> DATA TO USE
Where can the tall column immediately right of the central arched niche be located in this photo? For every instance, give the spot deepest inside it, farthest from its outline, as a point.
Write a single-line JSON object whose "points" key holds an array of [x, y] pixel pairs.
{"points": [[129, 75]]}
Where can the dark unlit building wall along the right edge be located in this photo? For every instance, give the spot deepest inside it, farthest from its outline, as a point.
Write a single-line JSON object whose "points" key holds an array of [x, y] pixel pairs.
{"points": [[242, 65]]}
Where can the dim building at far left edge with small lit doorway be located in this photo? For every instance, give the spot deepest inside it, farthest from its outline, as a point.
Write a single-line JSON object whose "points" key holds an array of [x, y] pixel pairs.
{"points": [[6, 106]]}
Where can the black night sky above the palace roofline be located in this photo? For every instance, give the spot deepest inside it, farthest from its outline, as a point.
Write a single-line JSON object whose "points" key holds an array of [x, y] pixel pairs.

> WHAT IS NEEDED
Would you repeat all the material exactly as it is shown?

> SOLUTION FOR THIS EXERCISE
Where can the tall column immediately right of the central arched niche be located in this photo? For every instance, give the spot deepest inside it, farthest from its outline, as a point.
Write a single-line JSON object whose "points" key holds an array of [x, y] pixel pairs.
{"points": [[129, 75]]}
Where can the dark unlit building wall along the right edge be located in this photo? For every instance, give the spot deepest inside it, farthest from its outline, as a point.
Write a single-line JSON object whose "points" key holds an array of [x, y] pixel pairs.
{"points": [[242, 65]]}
Where can the dim building at far left edge with small lit doorway be located in this photo? For every instance, give the spot deepest inside it, farthest from its outline, as a point.
Write a single-line JSON object whose "points" key holds an array of [x, y] pixel pairs.
{"points": [[6, 106]]}
Where can the black night sky above the palace roofline be located in this photo? For every instance, give the spot deepest inside it, farthest from its outline, as a point.
Write a single-line JSON object whose "points" key holds an array of [x, y] pixel pairs.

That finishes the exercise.